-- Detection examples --
►

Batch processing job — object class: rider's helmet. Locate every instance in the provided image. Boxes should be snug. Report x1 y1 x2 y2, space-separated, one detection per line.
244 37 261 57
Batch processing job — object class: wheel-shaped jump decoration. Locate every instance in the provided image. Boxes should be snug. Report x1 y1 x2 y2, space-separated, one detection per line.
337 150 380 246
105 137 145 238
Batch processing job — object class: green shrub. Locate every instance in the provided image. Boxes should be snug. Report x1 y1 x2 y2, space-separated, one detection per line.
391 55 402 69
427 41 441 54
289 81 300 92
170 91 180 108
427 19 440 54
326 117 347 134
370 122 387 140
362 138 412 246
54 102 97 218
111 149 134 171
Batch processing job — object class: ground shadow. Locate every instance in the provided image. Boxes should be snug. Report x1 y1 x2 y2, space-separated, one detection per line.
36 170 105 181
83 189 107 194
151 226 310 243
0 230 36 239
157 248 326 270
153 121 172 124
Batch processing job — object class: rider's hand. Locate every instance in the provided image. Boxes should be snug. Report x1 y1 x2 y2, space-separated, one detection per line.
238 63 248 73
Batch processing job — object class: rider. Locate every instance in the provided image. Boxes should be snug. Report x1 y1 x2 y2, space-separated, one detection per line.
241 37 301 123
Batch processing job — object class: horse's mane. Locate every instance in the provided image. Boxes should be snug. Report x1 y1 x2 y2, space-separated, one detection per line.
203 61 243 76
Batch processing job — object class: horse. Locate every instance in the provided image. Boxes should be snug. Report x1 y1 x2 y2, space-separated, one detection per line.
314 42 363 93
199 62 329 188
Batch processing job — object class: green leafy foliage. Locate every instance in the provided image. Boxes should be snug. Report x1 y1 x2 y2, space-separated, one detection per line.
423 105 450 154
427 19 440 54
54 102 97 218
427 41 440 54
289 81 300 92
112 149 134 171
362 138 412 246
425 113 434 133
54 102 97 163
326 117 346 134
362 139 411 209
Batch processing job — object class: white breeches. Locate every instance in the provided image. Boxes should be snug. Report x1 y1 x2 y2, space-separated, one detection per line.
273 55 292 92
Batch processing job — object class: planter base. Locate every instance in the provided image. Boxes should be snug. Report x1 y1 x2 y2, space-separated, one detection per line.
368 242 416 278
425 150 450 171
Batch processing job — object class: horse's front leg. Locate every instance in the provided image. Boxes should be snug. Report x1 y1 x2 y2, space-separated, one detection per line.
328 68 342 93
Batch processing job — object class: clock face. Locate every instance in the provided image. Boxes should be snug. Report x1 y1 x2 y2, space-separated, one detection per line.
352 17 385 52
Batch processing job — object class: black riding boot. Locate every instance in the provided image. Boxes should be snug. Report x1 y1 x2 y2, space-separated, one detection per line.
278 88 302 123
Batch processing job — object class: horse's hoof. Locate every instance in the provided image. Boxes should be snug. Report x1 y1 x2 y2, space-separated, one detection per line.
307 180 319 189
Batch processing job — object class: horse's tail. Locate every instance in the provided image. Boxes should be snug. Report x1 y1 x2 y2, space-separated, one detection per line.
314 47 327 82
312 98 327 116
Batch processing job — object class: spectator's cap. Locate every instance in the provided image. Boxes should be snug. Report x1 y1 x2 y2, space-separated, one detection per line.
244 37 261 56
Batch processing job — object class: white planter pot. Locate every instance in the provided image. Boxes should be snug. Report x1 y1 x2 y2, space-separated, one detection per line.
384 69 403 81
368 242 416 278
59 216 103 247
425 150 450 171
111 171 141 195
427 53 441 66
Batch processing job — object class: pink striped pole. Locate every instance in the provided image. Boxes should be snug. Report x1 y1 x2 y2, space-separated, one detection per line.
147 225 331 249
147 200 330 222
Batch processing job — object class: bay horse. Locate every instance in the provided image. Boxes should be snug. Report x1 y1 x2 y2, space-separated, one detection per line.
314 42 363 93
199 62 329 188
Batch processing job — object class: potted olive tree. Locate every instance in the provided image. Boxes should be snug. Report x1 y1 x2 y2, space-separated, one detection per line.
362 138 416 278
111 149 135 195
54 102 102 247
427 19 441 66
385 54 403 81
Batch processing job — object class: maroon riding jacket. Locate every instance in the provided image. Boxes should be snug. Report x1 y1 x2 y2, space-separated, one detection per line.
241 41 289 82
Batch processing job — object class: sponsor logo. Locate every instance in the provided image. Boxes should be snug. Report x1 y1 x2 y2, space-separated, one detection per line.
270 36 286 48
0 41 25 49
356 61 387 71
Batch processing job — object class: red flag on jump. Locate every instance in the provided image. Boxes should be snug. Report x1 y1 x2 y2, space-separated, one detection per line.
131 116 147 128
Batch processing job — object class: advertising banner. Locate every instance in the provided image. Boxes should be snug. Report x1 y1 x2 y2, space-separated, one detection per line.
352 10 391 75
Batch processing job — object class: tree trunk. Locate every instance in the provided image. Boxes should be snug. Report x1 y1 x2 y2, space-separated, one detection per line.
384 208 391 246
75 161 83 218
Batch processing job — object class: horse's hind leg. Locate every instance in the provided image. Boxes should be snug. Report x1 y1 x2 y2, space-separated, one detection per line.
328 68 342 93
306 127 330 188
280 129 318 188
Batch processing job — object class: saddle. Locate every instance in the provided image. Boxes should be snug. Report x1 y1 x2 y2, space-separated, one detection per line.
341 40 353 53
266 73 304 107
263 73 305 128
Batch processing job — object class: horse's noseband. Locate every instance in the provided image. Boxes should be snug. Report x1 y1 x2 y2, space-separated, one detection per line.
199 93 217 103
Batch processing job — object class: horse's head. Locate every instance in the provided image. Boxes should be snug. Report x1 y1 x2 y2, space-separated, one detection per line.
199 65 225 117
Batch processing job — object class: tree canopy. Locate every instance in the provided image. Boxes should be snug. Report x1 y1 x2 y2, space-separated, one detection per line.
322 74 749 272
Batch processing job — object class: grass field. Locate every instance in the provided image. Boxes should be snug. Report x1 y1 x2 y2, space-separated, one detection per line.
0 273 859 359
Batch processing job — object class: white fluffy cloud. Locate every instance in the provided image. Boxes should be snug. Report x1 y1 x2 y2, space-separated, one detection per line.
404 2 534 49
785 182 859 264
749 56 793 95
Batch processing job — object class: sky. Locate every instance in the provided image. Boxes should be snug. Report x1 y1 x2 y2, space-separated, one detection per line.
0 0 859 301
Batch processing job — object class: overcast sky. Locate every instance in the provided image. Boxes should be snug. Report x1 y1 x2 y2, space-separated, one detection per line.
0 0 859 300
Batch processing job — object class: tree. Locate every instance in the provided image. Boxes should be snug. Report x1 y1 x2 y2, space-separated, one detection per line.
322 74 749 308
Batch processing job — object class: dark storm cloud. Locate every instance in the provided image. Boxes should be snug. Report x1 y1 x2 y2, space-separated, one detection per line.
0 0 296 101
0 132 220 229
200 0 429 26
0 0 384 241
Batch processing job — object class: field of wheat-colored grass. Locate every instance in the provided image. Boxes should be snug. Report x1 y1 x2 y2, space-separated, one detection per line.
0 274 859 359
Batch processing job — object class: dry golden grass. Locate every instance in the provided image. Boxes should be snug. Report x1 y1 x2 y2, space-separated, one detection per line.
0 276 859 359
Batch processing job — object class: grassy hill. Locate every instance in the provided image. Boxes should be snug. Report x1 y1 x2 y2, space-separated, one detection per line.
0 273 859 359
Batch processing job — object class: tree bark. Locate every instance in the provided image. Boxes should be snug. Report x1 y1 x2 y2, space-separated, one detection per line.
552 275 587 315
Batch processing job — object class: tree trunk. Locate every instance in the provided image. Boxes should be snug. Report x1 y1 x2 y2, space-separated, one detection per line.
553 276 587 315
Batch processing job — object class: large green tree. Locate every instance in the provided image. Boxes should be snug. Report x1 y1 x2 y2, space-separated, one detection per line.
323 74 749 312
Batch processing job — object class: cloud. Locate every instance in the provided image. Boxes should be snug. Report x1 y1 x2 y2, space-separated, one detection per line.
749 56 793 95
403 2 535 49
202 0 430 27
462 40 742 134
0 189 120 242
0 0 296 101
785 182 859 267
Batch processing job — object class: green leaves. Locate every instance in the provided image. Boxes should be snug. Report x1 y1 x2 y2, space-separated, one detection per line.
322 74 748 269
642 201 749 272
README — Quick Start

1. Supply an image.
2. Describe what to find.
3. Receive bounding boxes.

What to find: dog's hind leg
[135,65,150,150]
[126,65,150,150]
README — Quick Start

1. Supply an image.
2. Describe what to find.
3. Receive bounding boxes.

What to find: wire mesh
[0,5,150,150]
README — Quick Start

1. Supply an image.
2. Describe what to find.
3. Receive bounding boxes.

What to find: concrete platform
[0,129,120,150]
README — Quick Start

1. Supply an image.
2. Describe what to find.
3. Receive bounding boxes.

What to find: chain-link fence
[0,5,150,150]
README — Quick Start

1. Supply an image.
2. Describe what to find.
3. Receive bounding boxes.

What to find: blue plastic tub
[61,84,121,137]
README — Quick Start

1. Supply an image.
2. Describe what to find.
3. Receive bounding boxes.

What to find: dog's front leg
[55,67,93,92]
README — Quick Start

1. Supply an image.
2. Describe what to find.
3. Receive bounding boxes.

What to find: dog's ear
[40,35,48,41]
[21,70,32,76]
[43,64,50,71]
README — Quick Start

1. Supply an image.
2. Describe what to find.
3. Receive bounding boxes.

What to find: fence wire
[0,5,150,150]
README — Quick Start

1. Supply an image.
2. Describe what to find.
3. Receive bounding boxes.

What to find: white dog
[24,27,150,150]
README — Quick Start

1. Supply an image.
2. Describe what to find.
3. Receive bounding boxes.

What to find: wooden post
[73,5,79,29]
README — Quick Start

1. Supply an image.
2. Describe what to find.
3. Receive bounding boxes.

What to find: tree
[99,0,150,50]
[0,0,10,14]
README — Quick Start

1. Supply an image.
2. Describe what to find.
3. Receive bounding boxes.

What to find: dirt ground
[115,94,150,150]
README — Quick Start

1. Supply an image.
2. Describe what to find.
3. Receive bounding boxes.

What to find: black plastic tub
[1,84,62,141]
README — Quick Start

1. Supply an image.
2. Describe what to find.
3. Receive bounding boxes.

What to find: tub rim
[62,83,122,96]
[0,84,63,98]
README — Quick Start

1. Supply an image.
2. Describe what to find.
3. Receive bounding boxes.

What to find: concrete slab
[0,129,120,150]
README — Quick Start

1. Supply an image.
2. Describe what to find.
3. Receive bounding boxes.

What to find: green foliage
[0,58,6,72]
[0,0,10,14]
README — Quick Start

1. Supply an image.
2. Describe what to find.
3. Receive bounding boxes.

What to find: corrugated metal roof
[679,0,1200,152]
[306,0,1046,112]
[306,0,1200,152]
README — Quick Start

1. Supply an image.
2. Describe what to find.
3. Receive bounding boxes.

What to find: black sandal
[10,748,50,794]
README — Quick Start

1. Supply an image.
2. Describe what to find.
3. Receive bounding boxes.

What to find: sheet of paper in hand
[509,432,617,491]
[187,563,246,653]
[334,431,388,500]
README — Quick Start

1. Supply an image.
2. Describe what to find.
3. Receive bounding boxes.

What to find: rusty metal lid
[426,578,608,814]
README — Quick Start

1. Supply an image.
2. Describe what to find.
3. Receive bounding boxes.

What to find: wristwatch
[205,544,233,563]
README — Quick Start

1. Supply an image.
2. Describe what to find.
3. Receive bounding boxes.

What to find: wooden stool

◄

-- Prompt --
Collect every line in the records above that contains the word "black", and treat case as significant.

-- Problem solution --
Batch processing job — object class: black riding boot. Locate every instance in the provided image. Boxes should be snug. Report x1 y1 x2 y2, space-separated, one detection per line.
What to find: black plastic tub
What to find: black sandal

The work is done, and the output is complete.